Scanning for data in: MobiFall_Dataset

Processing and combining 627 unique trials...
Successfully processed and combined sensor data for 627 trials.
The shape of the final dataset is: X=(10745, 100, 11), y=(10745,)
Saved processed dataset to npy files.


# 特征模型

### 训练数据集准备

In [4]:
# PyTorch Dataset 类

class FallDetectionDataset(Dataset):
    def __init__(self, sequences, labels):
        self.sequences = sequences
        self.labels = labels

    def __len__(self):
        return len(self.sequences)

    def __getitem__(self, idx):
        sequence = self.sequences[idx]
        label = self.labels[idx]
        return torch.tensor(sequence, dtype=torch.float32), torch.tensor(label, dtype=torch.float32)

# 2. 划分训练集和测试集
X_train, X_test, y_train, y_test = train_test_split(
    SensorDataSequences, SensorLabelSequences, test_size=0.25, random_state=42, stratify=SensorLabelSequences
)
print(f"Train set: {X_train.shape}; Test set: {X_test.shape}")


# 3. 数据标准化
scaler = StandardScaler()
X_train_reshaped = X_train.reshape(-1, X_train.shape[2])
X_train_scaled_reshaped = scaler.fit_transform(X_train_reshaped)
X_train = X_train_scaled_reshaped.reshape(X_train.shape)

X_test_reshaped = X_test.reshape(-1, X_test.shape[2])
X_test_scaled_reshaped = scaler.transform(X_test_reshaped)
X_test = X_test_scaled_reshaped.reshape(X_test.shape)

# 保存 scaler
scaler_save_path = "scaler_50hz_torch.gz"
joblib.dump(scaler, scaler_save_path)
print(f"Data scaled and scaler saved to {scaler_save_path}")

- _记录集_:

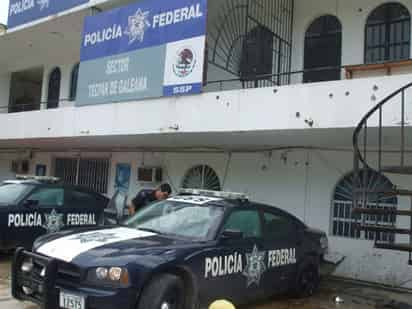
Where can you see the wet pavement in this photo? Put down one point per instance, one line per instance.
(355, 296)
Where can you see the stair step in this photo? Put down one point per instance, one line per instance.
(381, 211)
(383, 228)
(401, 170)
(397, 247)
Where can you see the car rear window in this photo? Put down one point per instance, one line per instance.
(13, 193)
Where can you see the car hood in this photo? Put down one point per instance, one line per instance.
(101, 246)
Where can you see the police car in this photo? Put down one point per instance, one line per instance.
(32, 206)
(179, 253)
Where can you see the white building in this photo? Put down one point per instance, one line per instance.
(287, 83)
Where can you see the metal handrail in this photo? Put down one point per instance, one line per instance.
(363, 122)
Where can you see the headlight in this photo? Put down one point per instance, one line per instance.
(27, 265)
(108, 275)
(101, 273)
(324, 242)
(115, 273)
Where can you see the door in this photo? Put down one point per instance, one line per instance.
(41, 212)
(282, 243)
(83, 208)
(53, 96)
(236, 266)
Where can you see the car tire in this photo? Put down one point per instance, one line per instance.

- _练习任务_:
1) 判断下列三个说法是否与跌倒检测代码摘录相符。每项回答“是”或“否”，并一字不差地引用起决定作用的原文：(a) 测试集占全部数据的四分之一；(b) 对测试数据调用的是 scaler.fit_transform；(c) scaler 被保存到名为 scaler_50hz_torch.gz 的文件中。
2) 从跌倒检测代码摘录的最后一行之后续写这段代码。

- _练习答案_:
1)
(a) 是。“test_size=0.25”
(b) 否。“X_test_scaled_reshaped = scaler.transform(X_test_reshaped)”
(c) 是。“scaler_save_path = "scaler_50hz_torch.gz"”

2)
# 4. 创建 Dataset 和 DataLoader
train_dataset = FallDetectionDataset(X_train, y_train)
test_dataset = FallDetectionDataset(X_test, y_test)

train_loader = DataLoader(dataset=train_dataset, batch_size=64, shuffle=True)
test_loader = DataLoader(dataset=test_dataset, batch_size=64, shuffle=False)

Train set: (8058, 100, 11); Test set: (2687, 100, 11)
Data scaled and scaler saved to scaler_50hz_torch.gz


### PyTorch 模型定义

In [5]:
class FeatureModel1DCNN(nn.Module):
    def __init__(self, input_channels=11, num_classes=1, sequence_length=200): # 添加 sequence_length 参数
        super(FeatureModel1DCNN, self).__init__()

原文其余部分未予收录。